Task statement: This exercise asks for an exact copy of every entry below, with pictures omitted.

Exercise input:
··········
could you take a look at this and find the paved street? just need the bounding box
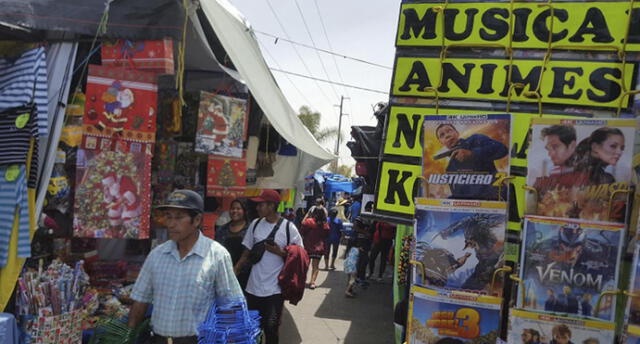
[279,247,394,344]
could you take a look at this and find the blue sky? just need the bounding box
[229,0,398,166]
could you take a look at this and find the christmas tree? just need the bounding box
[217,160,236,187]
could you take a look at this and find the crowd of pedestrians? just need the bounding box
[129,188,396,344]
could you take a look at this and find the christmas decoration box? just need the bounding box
[101,39,174,74]
[207,156,246,197]
[83,64,158,145]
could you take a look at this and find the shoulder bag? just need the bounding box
[249,217,284,264]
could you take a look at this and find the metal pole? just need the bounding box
[335,95,344,155]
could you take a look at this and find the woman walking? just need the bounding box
[300,207,330,289]
[215,199,251,289]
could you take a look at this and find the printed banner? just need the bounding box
[526,118,636,223]
[423,114,511,201]
[407,286,501,344]
[73,148,152,239]
[206,156,247,197]
[397,2,640,51]
[195,91,248,158]
[508,309,615,344]
[391,56,636,109]
[414,198,507,296]
[519,216,624,321]
[83,64,158,144]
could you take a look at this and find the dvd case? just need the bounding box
[526,118,636,223]
[408,286,501,344]
[626,245,640,327]
[627,324,640,344]
[423,114,511,201]
[508,309,615,344]
[518,216,624,321]
[414,198,507,296]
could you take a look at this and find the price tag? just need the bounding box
[15,113,29,129]
[5,165,20,181]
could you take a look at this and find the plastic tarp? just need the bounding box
[0,0,186,39]
[200,0,336,189]
[36,43,78,216]
[324,178,354,197]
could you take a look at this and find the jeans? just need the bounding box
[325,240,339,259]
[246,293,285,344]
[369,239,393,277]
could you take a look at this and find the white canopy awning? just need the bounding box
[200,0,336,188]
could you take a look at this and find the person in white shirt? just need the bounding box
[234,189,303,344]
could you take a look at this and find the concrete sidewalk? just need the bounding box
[279,248,394,344]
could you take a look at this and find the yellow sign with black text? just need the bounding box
[376,161,423,216]
[392,56,636,108]
[397,2,640,51]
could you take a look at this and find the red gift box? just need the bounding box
[101,39,174,74]
[83,64,158,145]
[207,156,247,197]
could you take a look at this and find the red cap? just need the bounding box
[251,189,281,203]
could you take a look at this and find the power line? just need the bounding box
[258,39,318,111]
[253,29,393,70]
[312,0,350,97]
[293,0,340,100]
[269,67,389,95]
[264,0,333,104]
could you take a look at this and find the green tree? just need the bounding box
[297,106,343,144]
[298,106,353,177]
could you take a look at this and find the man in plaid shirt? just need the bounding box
[127,190,243,344]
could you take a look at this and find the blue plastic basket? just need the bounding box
[197,298,262,344]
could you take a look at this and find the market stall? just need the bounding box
[374,1,640,343]
[0,0,334,342]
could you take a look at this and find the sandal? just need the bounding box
[309,283,317,289]
[345,291,356,298]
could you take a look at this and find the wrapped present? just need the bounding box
[73,148,152,239]
[195,91,248,158]
[101,39,174,74]
[83,64,158,145]
[207,157,246,197]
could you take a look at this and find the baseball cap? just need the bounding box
[250,189,281,203]
[156,189,204,213]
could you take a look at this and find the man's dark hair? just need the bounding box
[541,125,576,146]
[186,209,201,224]
[435,123,457,137]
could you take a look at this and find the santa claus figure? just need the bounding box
[199,98,229,143]
[101,172,141,229]
[98,81,135,133]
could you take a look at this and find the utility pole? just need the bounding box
[331,95,348,172]
[334,95,348,156]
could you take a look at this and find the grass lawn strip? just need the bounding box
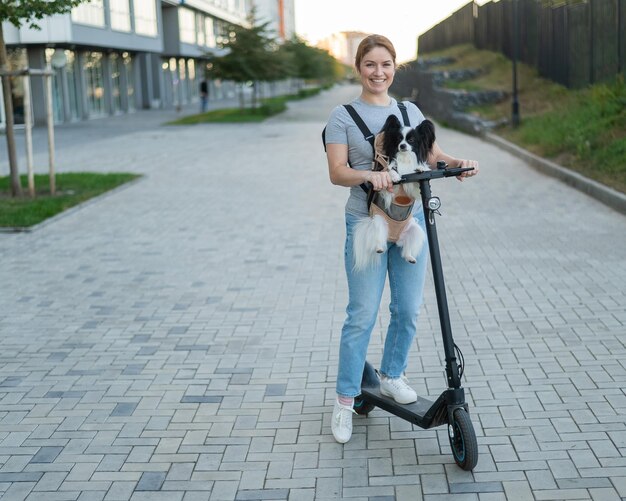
[0,172,141,229]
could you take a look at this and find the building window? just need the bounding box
[110,54,123,113]
[123,53,135,111]
[134,0,157,37]
[65,51,81,120]
[196,14,205,47]
[205,17,216,48]
[84,52,106,117]
[214,19,228,45]
[188,59,198,98]
[1,49,28,126]
[44,49,65,123]
[71,0,105,27]
[110,0,131,32]
[179,7,196,44]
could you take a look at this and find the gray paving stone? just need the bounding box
[135,471,166,491]
[29,446,64,464]
[1,84,625,501]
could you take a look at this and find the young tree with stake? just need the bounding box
[0,0,85,197]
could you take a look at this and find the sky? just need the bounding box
[293,0,486,63]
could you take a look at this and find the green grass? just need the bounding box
[166,86,325,125]
[423,44,626,193]
[0,172,140,229]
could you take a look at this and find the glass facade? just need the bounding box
[45,49,64,123]
[84,52,106,117]
[110,54,123,113]
[65,51,81,121]
[8,49,28,126]
[1,0,253,125]
[123,53,135,111]
[188,60,197,98]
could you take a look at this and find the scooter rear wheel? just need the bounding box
[353,396,375,416]
[448,408,478,471]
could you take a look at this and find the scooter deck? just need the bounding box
[360,385,448,429]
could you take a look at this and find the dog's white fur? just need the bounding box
[352,122,433,271]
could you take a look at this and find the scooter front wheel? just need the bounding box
[448,408,478,471]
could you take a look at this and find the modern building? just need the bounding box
[317,31,368,67]
[252,0,295,41]
[1,0,255,127]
··········
Answer to the problem:
could you take a look at this and find the paved street? just need the bounding box
[279,247,394,344]
could you take a look at this and find the blue sky? just need the bounding box
[229,0,398,166]
could you take a look at this and find the christmas tree? just need the bounding box
[217,160,236,187]
could you take a look at this and find the crowd of pedestrians? just need the bounding box
[129,188,396,344]
could you take a look at this and find the christmas decoration box? just need the bounding box
[101,39,174,74]
[207,156,246,197]
[83,64,158,145]
could you take a look at this and find the shoulder bag? just need the bounding box
[249,217,284,264]
could you take a look at this and find the metal pole? just need the bounding box
[335,95,344,155]
could you take a look at this and find the woman walking? just need the bounding box
[300,207,330,289]
[215,199,251,289]
could you take a look at this and find the printed banner? just need the bounding box
[526,118,636,223]
[423,114,511,201]
[407,286,501,344]
[73,148,152,239]
[206,156,247,197]
[397,2,640,51]
[195,91,248,158]
[508,309,615,344]
[391,56,636,109]
[414,198,507,296]
[519,216,624,321]
[83,64,158,144]
could you take a look at this and find the dvd case? just need the bounding box
[526,118,636,223]
[408,286,501,344]
[626,245,640,327]
[627,324,640,344]
[423,114,511,201]
[508,309,615,344]
[518,216,624,321]
[414,198,507,296]
could you take a look at this and find the price tag? just need the bounding box
[15,113,29,129]
[5,165,20,181]
could you take a look at this and find the plastic tarp? just need the bounding box
[0,0,186,39]
[200,0,336,189]
[36,43,78,216]
[324,178,354,197]
could you take a look at this and find the jeans? just need the bounding box
[325,240,339,259]
[246,293,285,344]
[369,239,393,277]
could you take a look at this and find the white canopy awning? just need the bounding box
[200,0,336,188]
could you take a look at this and find the person in white shirt? just need the bounding box
[234,189,303,344]
could you take a look at this and find the concrete sidewalk? just need the bounding box
[279,248,394,344]
could you take a look at this and find the yellow sign with black text? just need the bounding box
[376,161,423,216]
[392,56,636,108]
[397,2,640,51]
could you take a look at this and find the red gift box? just need the bounding box
[101,39,174,74]
[83,64,158,145]
[207,156,247,197]
could you take a look at this and find the red cap? just need the bounding box
[251,189,281,203]
could you take a look at this and find the power line? just need the bounding box
[258,39,318,111]
[253,29,393,70]
[312,0,350,97]
[293,0,340,100]
[269,67,389,95]
[264,0,333,104]
could you take a look at this and find the green tree? just need the bounding box
[297,106,343,144]
[298,106,353,177]
could you take a look at this and find the man in plaid shirt? just need the bounding box
[127,190,243,344]
could you take a look at this and find the blue plastic basket? just need the bounding box
[197,298,262,344]
could you take a look at this and find the market stall? just need the bounding box
[374,1,640,343]
[0,0,334,342]
could you take a look at this and find the sandal? just need the bounding box
[309,283,317,289]
[345,291,356,298]
could you take a look at this and find the wrapped present? just need the bounding box
[73,148,152,239]
[195,91,248,158]
[101,39,174,74]
[83,64,158,145]
[207,157,246,197]
could you take a look at this and find the baseball cap? just need the bounding box
[250,189,281,203]
[156,189,204,213]
could you take a look at this and find the man's dark hair? just need the bounding box
[541,125,576,146]
[186,209,201,224]
[435,123,457,137]
could you take a look at this and find the santa claus figure? just need the bounding box
[199,98,229,143]
[101,172,141,229]
[98,81,135,133]
could you take a look at this and find the utility pole? just need the bounding box
[331,95,348,172]
[334,95,348,156]
could you take a look at this and find the grass lawn strip? just need the bounding box
[0,172,141,229]
could you take a look at this and find the building window? just need the bounding box
[110,54,123,113]
[123,53,135,111]
[134,0,157,37]
[65,51,81,120]
[196,14,205,47]
[205,17,216,48]
[84,52,106,117]
[214,19,228,45]
[188,59,198,98]
[1,49,28,126]
[44,49,65,123]
[71,0,105,27]
[110,0,131,32]
[179,7,196,44]
could you take a look at this and find the gray paving stone? just need the bounding box
[135,471,166,491]
[29,446,64,464]
[1,84,625,501]
could you take a look at this and find the young tree with stake? just need the bounding box
[0,0,85,197]
could you take a look at this and find the sky? just need the bounding box
[293,0,486,63]
could you take a look at this and find the green grass? just need the bounding box
[166,86,325,125]
[423,44,626,193]
[0,172,140,229]
could you take a look at this and find the glass facade? just need the bounding box
[45,49,64,123]
[84,52,106,117]
[110,54,123,113]
[65,51,81,121]
[8,49,28,126]
[1,0,253,125]
[123,53,135,111]
[188,60,197,98]
could you take a look at this and find the scooter rear wheel? just need the bounding box
[353,396,375,416]
[448,408,478,471]
could you take a look at this and find the scooter deck? just need the bounding box
[360,385,448,429]
could you take a look at this and find the dog's white fur? just need the bounding box
[352,122,433,271]
could you take a look at this and find the scooter front wheel? just need the bounding box
[448,408,478,471]
could you take a look at this and find the modern building? just need the bounding box
[317,31,368,67]
[252,0,295,41]
[1,0,255,127]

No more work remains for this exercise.